Zeitgeist and the Threat of Dangerous, Pandemic Internet Memes.
The comments thread under my rant against the execrable Zeitgeist has taken on a life of its own. Most people are clearly cranks, but a few are curious as to why I think such a seemly amateur and relatively unimportant film is worth talking about at all.
Rather than discussing the details of the film, which for me is like a chemist arguing with a priest as to whether you can turn water into wine by saying a prayer, I am more interested in the general pathology of conspiracy theories on the Internet (Perhaps this would be a good topic for some second-rate liberal arts degree).
The ability to travel to new continents created pandemic disease that wiped out many aboriginal Americans. The web has created a potential for diseases of the mind to spread more rapidly across continents than ever before. It is reasonable to take seriously the threat of idea pandemics caused by false ideas, spread via any new and powerful medium. The Rwandan genocide was triggered by the more traditional and less virulent medium of radio, as Hutus spread rumors that they would be attacked by Tutsi. I suspect that it is theoretically possible that an idea could spread via the Internet and translate into large scale violence, and that we should be on the look out for Internet memes that could mutate into malignant forms, just in case.
Current viral ideas on the Internet are largely benign, if bland or tasteless, from cuddly animals (LOLcats) to people drinking each other’s shit (2 girls one cup). Looking at the statistics from YouTube, conspiracy theory clips are extremely popular and increasingly so. Many of the ideas in these are only a few plot changes away from resembling those that have triggered violence, historically. Zeitgeist is a prime example.
Zeitgeist has three main segments: religion, 911 and central banking. It suggests that these are all part of a grand conspiracy.
To recap my problems with the three individual components of Zeitgeist:
The religion bit: the majority of the material appears to come from a single source: ‘The God Who Wasn’t There’, much of the same footage is used (even the stuff for artistic effect, e.g. the biblical silent movie) and its sources are quoted i.e. secondary rather than primary sources. It not only doesn’t add much from from the original material, and hides what appears to be the primary source, but gets some things wrong – something that suggests plagiarism. Just because religion is bogus doesn’t mean Zeitgeist is correct.

• **Recorded information**
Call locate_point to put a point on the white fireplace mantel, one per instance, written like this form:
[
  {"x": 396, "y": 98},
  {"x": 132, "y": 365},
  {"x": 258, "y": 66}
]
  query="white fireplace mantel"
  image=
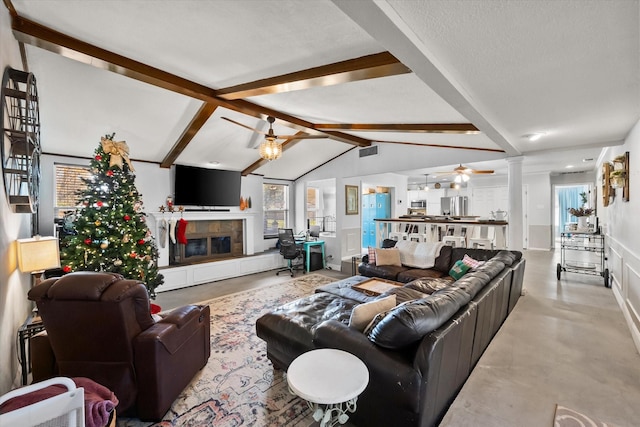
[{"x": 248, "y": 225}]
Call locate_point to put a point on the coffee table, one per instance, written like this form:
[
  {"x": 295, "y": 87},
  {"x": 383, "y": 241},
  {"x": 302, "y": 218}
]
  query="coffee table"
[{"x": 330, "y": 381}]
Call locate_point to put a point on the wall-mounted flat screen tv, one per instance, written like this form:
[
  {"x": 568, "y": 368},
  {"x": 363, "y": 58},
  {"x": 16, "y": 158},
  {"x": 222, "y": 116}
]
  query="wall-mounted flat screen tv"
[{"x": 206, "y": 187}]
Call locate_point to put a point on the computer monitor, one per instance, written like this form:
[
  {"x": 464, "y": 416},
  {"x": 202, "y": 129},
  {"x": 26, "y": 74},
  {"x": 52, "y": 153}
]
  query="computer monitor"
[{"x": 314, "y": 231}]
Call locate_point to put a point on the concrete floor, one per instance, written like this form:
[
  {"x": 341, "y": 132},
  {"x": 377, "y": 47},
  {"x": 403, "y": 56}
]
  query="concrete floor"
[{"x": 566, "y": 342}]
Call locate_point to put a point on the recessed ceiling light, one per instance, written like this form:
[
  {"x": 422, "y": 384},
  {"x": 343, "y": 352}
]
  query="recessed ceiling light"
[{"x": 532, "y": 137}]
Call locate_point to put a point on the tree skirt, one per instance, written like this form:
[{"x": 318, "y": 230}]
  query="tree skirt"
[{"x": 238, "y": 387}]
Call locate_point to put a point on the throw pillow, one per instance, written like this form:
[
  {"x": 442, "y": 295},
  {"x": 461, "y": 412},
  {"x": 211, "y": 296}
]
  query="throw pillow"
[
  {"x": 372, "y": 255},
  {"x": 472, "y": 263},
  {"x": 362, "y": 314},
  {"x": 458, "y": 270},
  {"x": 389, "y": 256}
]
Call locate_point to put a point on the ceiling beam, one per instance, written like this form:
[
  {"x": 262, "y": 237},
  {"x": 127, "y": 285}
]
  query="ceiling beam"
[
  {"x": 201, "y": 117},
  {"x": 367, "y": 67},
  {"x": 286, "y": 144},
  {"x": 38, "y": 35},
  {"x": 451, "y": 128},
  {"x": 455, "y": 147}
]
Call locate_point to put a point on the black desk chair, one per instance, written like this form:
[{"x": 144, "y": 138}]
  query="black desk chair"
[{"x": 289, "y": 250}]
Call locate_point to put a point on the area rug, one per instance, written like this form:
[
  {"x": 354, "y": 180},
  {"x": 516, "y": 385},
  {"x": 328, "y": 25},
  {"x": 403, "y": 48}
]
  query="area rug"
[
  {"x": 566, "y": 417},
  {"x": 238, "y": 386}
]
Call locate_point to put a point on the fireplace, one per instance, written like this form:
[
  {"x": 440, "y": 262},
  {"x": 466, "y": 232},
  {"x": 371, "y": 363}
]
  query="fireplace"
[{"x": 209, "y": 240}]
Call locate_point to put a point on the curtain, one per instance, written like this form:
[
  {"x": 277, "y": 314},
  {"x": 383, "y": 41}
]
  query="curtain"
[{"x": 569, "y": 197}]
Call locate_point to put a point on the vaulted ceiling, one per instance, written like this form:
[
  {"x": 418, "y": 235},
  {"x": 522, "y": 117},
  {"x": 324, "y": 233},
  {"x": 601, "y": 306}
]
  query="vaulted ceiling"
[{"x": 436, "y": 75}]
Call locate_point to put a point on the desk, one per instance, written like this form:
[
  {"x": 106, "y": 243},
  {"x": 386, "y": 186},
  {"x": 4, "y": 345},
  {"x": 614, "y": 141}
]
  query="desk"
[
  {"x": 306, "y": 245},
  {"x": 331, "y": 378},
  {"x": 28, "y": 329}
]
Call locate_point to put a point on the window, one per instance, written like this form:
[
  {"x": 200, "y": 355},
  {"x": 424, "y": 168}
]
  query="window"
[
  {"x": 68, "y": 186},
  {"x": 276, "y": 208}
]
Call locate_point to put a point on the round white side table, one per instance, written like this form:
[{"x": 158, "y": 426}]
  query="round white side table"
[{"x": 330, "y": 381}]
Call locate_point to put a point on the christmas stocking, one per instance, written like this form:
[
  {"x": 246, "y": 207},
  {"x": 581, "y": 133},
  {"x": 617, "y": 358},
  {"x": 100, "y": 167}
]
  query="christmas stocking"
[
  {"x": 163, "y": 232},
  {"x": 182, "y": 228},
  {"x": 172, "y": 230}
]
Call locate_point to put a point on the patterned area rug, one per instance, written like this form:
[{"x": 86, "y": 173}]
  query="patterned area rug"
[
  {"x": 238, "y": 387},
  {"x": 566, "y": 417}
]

• **Instructions to follow**
In the text on Zeitgeist and Internet memes, what are the three main segments of the film?

• **Answer to this task**
Religion, 911 and central banking.